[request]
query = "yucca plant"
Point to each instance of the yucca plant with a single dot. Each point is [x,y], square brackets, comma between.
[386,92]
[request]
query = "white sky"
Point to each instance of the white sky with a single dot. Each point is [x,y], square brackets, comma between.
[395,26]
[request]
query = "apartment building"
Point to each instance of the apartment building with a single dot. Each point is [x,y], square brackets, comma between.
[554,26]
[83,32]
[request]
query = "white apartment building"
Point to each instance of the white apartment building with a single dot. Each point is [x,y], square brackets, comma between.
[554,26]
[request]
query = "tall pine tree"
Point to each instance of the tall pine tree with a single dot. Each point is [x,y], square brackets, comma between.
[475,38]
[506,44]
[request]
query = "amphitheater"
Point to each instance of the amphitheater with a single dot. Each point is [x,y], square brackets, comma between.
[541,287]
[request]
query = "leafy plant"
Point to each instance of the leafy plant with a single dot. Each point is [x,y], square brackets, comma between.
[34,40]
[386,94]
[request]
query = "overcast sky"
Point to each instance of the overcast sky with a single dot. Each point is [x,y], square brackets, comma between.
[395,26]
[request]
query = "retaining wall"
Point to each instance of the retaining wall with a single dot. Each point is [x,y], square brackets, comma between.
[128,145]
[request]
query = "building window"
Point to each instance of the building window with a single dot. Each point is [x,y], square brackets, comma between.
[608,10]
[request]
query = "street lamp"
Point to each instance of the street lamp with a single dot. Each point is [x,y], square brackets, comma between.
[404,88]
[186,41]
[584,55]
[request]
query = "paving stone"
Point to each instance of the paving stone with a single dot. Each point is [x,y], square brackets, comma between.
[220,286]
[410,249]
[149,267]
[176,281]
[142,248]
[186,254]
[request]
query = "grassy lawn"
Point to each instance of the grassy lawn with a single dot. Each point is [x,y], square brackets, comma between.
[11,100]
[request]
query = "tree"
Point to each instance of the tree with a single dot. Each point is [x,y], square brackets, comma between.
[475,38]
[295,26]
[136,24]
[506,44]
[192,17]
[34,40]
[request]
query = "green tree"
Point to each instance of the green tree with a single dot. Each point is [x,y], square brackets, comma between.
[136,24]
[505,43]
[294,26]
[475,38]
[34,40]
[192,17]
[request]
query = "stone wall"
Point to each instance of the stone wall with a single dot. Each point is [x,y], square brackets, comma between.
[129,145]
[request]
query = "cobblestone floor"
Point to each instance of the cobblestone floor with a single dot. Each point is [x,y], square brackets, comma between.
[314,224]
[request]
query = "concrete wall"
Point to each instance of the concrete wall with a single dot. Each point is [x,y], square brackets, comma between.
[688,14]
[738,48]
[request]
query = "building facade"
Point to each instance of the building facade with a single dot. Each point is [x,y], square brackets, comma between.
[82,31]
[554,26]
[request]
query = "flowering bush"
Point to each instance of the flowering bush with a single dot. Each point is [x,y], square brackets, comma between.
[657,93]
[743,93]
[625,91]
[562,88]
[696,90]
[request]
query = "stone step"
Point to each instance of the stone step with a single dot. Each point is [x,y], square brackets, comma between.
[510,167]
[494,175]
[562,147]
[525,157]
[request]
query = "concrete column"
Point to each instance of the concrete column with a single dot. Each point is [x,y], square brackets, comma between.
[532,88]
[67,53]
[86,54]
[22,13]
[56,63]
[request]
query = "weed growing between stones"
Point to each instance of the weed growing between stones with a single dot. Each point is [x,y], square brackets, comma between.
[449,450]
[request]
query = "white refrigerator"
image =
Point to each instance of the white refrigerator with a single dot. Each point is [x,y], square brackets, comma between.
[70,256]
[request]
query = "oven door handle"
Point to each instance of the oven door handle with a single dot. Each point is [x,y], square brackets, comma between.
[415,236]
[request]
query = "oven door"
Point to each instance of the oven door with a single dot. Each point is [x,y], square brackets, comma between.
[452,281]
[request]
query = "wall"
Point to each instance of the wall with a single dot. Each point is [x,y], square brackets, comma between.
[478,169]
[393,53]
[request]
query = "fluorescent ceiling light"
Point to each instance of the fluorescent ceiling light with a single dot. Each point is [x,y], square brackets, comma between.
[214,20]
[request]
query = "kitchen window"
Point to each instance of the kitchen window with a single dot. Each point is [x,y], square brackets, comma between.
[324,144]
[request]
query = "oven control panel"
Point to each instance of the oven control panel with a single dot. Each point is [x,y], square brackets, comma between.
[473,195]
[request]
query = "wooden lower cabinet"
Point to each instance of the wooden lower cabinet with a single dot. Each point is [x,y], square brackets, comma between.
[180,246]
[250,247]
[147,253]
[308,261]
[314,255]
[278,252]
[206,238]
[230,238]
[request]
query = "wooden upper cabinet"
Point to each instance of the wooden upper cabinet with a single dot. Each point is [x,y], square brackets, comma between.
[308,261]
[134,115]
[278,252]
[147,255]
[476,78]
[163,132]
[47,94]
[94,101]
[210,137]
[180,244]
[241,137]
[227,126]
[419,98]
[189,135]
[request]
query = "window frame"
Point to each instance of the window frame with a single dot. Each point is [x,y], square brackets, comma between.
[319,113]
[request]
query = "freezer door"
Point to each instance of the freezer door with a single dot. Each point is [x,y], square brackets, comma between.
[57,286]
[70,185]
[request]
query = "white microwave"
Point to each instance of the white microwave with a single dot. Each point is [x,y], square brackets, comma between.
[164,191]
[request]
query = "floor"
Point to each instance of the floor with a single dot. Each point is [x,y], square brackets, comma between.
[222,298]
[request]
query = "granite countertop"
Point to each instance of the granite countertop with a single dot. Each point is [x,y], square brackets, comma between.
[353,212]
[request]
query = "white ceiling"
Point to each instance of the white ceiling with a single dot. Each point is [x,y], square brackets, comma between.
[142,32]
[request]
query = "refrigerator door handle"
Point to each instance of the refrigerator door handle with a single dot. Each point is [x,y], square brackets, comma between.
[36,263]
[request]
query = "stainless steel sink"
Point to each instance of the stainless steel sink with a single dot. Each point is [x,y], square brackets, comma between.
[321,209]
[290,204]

* **Your objective**
Extract the complete listing verbatim.

* **Solution to this task**
[request]
query = "yucca plant"
Point to each instance of the yucca plant with a single dot. Each point is [x,y], square brackets, comma between.
[386,92]
[request]
query = "white sky"
Point to each instance of the white sky with a single dot. Each point is [x,y], square brackets, comma between.
[395,26]
[request]
query = "apartment building"
Point to each instance of the apartment building with a single dot. Each point is [x,y], square brackets, comma between.
[554,26]
[83,32]
[request]
query = "white apartment building"
Point to each instance of the white apartment building with a single dot. Each point is [x,y], square brackets, comma between.
[554,26]
[request]
query = "tall pine tree"
Point to each instance of the tall pine tree with a single dot. Each point is [x,y], square brackets, comma between.
[475,38]
[506,44]
[request]
query = "amphitheater"
Point to each instance of the amphitheater with a single dot. Each point is [x,y], square brackets, comma between.
[541,287]
[request]
query = "leafy plant"
Point to each instance of the leafy plant with a single dot. Each point is [x,y], square brackets, comma between.
[34,40]
[386,94]
[request]
query = "overcast sky"
Point to each instance of the overcast sky with a single dot. Each point is [x,y], square brackets, comma between.
[395,26]
[request]
query = "retaining wall"
Point to each instance of the retaining wall with a single dot. Each point is [x,y], square brackets, comma between.
[128,145]
[request]
query = "building window"
Point to each instance of the building window with a single dot. Each point is [x,y], square brackets, comma between.
[608,10]
[request]
query = "street lamp"
Point to each instance of the street lamp with a single dot. Each point is [x,y], square brackets, comma between.
[404,88]
[186,41]
[584,55]
[request]
query = "paving stone"
Point to each instance of the paving stone with a single dot. Each point is [x,y], square brackets, comma between.
[220,286]
[410,249]
[149,267]
[176,281]
[142,248]
[186,254]
[request]
query = "grassy lawn"
Point to each instance of the grassy lawn with a single dot. Each point is [x,y], square brackets, comma between.
[11,100]
[request]
query = "tree"
Point to each instance of the tree with a single dot. Each point is [x,y], square brackets, comma between.
[475,38]
[295,26]
[136,24]
[506,44]
[192,17]
[34,40]
[request]
query = "green tree"
Point to each instance of the green tree with a single dot. Each point is [x,y], square brackets, comma between.
[136,24]
[505,43]
[294,26]
[475,38]
[34,40]
[192,17]
[request]
query = "stone wall"
Point to each instance of the stone wall with a single dot. Each point is [x,y], square brackets, comma between.
[129,145]
[request]
query = "cobblestone floor"
Point to each instance of the cobblestone floor with a single dot. Each point is [x,y], square brackets, comma between.
[314,224]
[request]
query = "concrete wall"
Point to each instance of the concrete wall with a single dot. Each point is [x,y], square brackets, comma between.
[688,14]
[738,48]
[request]
query = "building facade"
Point to each instance of the building facade with a single dot. Each point is [x,y], square brackets, comma between.
[82,31]
[554,26]
[request]
query = "flowering bush"
Point to each instance of the flowering bush with a single dot. Each point is [x,y], square brackets, comma between.
[657,93]
[743,93]
[625,91]
[562,88]
[696,90]
[request]
query = "stone step"
Point to each instance of the stone step with a single dot. Each point is [x,y], square brackets, comma between.
[510,167]
[494,175]
[562,147]
[525,157]
[request]
query = "concrete column"
Point to each instance of the concrete column with a single dot. Each point is [x,y], square brackets, comma between.
[532,88]
[67,53]
[86,54]
[22,13]
[56,63]
[request]
query = "weed growing between stones"
Point to each instance of the weed growing between stones with a single dot. Each point is [x,y], square brackets, comma between.
[449,450]
[request]
query = "white refrigerator"
image =
Point to each instance of the white refrigerator with a single dot. Each point is [x,y], square brackets, comma between.
[70,256]
[request]
query = "oven door handle"
Point to each instance of the oven door handle with a single dot. Each point is [x,y], square brackets, comma between.
[415,236]
[request]
query = "oven door"
Point to each instance of the oven door with a single dot. Each point is [x,y], square brackets, comma between.
[452,281]
[request]
query = "wall"
Point to each instance of the wall with a single dot. Each point is [x,y], square brackets, comma between.
[478,169]
[393,53]
[request]
query = "fluorescent ceiling light"
Point to each instance of the fluorescent ceiling light with a single dot. Each point is [x,y], square brackets, comma between.
[214,20]
[request]
query = "kitchen window"
Point to each instance of the kitchen window with a single dot. Each point is [x,y], square brackets, comma between.
[324,144]
[request]
query = "oven control panel"
Point to each instance of the oven control panel with a single dot. Each point is [x,y], square brackets, comma between.
[473,195]
[request]
query = "wooden lower cabinet"
Point to each instance of the wooden lower cabinet with a single dot. Each point is [x,y], square brackets, comma between.
[180,246]
[250,247]
[147,253]
[308,261]
[314,255]
[278,252]
[206,238]
[230,238]
[request]
query = "wooden upper cabinet"
Point to each instance of the wooden upper cabinet with a single dot. Each point is [x,y], square brackets, comma between.
[308,261]
[134,115]
[278,252]
[147,255]
[476,78]
[163,132]
[47,94]
[94,101]
[210,137]
[180,244]
[241,137]
[227,126]
[419,98]
[189,135]
[request]
query = "window frame"
Point to each instance of the window frame with a single dot. Each point is [x,y], square brackets, comma between.
[319,113]
[request]
query = "freezer door"
Point to each instance of the freezer door with a single dot. Each point is [x,y], square brackets, comma between.
[57,286]
[70,185]
[request]
query = "white microwave"
Point to each instance of the white microwave with a single dot. Each point is [x,y], square brackets, comma between.
[164,191]
[request]
query = "floor"
Point to each instance of the floor with a single dot. Each point is [x,y], square brackets, comma between.
[222,298]
[request]
query = "granite countertop"
Point to each instance of the granite countertop with a single dot. Each point is [x,y], square brackets, comma between.
[353,212]
[request]
query = "white ceiling"
Point to each instance of the white ceiling with a single dot. Each point is [x,y], square brackets, comma between.
[142,32]
[request]
query = "refrigerator door handle"
Point to each instance of the refrigerator door handle with a single dot. Each point is [x,y], square brackets, comma between.
[36,263]
[request]
query = "stainless steel sink"
Point to each instance of the stainless steel sink with a single dot. Each point is [x,y], square brackets, comma between.
[321,209]
[290,204]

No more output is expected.